SUPPLIED DATA>
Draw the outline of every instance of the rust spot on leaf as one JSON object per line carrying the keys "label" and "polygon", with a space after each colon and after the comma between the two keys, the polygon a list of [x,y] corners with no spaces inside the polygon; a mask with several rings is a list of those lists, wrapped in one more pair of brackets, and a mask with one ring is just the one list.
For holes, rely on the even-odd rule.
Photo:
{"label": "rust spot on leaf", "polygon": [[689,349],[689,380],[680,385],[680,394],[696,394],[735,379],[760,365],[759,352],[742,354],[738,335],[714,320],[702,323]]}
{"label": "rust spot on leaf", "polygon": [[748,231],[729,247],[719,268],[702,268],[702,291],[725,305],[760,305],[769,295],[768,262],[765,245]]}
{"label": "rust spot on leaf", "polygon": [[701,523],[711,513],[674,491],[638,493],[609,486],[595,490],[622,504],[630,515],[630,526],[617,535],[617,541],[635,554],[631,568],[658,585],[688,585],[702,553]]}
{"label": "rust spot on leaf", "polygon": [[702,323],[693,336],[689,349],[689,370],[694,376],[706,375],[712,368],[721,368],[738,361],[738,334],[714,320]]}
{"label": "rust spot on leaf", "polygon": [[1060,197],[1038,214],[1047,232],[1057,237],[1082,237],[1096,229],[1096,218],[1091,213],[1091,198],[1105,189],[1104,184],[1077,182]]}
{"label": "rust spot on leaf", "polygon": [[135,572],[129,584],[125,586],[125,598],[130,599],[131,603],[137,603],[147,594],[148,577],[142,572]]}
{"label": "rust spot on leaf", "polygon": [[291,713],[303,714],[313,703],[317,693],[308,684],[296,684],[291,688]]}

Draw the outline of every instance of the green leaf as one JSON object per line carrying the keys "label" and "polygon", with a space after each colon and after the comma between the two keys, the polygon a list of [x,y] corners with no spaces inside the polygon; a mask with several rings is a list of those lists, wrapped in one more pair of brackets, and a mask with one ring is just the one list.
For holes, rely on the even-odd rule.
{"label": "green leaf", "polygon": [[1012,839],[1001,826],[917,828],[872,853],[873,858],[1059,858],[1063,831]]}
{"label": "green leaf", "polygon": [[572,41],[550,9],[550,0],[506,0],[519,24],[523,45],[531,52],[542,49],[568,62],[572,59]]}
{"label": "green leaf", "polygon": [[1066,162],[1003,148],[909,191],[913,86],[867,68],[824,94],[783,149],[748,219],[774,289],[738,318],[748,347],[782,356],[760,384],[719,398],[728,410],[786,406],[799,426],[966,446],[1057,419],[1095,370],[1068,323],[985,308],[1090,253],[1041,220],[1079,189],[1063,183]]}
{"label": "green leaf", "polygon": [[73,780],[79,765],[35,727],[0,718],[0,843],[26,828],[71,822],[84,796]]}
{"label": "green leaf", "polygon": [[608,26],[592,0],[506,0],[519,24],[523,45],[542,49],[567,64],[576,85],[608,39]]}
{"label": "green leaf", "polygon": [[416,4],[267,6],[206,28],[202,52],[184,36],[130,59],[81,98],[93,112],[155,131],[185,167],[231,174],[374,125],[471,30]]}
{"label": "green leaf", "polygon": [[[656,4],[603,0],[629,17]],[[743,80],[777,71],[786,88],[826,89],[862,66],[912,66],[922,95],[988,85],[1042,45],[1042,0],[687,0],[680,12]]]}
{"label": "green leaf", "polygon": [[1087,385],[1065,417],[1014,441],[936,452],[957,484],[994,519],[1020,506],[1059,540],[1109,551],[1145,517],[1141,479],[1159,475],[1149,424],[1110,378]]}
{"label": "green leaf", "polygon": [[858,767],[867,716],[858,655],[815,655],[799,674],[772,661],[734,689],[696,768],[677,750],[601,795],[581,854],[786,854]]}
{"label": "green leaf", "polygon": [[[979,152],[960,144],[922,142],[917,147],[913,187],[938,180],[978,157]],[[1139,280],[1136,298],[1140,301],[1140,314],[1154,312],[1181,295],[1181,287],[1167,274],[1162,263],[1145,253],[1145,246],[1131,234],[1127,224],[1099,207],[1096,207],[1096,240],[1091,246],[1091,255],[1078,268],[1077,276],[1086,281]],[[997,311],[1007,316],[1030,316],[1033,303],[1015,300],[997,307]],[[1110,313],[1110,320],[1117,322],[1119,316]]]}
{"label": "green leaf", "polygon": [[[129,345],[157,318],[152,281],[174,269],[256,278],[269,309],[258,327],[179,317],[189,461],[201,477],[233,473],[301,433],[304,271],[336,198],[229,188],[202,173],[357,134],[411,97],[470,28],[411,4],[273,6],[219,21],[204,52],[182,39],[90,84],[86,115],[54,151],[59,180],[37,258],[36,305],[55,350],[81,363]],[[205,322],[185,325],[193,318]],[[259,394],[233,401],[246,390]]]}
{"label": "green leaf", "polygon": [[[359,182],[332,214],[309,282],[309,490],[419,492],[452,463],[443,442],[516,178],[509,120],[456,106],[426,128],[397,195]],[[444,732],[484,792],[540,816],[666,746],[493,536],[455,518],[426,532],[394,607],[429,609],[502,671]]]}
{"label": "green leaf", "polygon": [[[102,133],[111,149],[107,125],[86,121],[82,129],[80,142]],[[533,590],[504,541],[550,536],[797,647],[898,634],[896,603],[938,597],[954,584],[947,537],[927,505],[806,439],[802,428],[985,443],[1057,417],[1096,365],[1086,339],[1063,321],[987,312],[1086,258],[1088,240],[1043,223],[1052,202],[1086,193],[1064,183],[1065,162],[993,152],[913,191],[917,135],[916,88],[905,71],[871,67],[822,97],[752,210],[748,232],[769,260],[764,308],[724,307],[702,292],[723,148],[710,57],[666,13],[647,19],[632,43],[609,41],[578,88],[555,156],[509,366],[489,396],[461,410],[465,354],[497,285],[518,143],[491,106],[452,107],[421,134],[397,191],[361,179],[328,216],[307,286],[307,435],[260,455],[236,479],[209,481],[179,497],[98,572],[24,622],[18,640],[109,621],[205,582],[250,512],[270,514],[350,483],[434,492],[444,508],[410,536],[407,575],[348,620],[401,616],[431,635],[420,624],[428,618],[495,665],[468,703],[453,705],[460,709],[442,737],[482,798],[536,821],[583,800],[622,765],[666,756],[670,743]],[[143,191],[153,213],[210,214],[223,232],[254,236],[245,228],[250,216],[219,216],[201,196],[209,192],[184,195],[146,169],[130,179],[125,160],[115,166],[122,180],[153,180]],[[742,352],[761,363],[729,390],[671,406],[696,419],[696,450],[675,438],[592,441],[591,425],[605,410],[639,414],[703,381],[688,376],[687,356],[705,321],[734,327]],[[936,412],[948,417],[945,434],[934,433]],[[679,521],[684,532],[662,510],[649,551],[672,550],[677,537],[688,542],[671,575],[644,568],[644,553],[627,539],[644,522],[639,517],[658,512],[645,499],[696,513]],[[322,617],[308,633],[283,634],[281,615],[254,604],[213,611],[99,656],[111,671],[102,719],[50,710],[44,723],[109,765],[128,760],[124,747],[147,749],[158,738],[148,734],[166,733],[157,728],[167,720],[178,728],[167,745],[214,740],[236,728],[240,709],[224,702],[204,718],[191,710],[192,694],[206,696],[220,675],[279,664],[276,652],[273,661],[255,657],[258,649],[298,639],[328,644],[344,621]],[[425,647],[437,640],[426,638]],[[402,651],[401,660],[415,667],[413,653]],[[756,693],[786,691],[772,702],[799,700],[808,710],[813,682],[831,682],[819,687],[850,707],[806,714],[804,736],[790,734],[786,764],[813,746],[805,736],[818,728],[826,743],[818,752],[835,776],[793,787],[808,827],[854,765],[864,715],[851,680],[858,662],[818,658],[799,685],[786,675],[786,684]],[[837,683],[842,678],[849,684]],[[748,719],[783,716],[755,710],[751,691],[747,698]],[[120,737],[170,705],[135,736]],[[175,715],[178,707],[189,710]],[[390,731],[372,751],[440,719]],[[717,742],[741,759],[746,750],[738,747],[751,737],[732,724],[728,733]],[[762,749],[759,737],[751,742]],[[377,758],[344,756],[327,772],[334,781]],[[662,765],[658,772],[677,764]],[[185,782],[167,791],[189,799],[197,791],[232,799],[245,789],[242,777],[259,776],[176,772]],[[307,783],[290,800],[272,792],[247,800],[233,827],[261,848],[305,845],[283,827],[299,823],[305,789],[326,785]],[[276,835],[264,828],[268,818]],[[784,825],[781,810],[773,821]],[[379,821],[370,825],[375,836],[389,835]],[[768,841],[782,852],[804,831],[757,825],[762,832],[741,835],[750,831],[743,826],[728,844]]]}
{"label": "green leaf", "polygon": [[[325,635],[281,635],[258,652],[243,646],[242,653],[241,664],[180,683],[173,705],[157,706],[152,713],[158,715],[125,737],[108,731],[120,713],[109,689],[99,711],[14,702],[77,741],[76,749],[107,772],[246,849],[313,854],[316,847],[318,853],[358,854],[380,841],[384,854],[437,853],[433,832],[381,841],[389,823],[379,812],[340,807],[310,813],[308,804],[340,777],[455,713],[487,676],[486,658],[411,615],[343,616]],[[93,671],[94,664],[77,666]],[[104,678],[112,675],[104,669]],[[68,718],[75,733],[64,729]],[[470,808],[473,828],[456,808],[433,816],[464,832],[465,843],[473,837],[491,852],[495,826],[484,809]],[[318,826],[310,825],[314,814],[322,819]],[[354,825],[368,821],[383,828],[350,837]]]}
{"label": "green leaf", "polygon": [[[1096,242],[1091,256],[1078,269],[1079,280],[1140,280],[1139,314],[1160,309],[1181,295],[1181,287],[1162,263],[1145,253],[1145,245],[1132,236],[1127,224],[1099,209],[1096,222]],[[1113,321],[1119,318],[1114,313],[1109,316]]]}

DO THIS> Gather each line of the rows above that contains the word "just" and list those lines in order, unchanged.

TASK SOLUTION>
Draw the outline of every instance of the rust spot on leaf as one JSON object per line carrying the keys "label" and "polygon", with a space after each colon and after the comma between the two keys, the polygon a list of [x,y] corners with no spaces inside the polygon; a mask with several rings is a list of those lists, wrapped in one more pair of brackets, and a mask with one ring is just the one list.
Draw the outline of every instance of the green leaf as one JSON object per line carrying the keys "label" and "polygon", with a space after each colon and after the comma between the two keys, the polygon a list of [x,y] corners with no spaces inside the polygon; a mask with several rings is a list of those lists, wrapped in one more pair of brackets, and a mask with one ring is just the one list.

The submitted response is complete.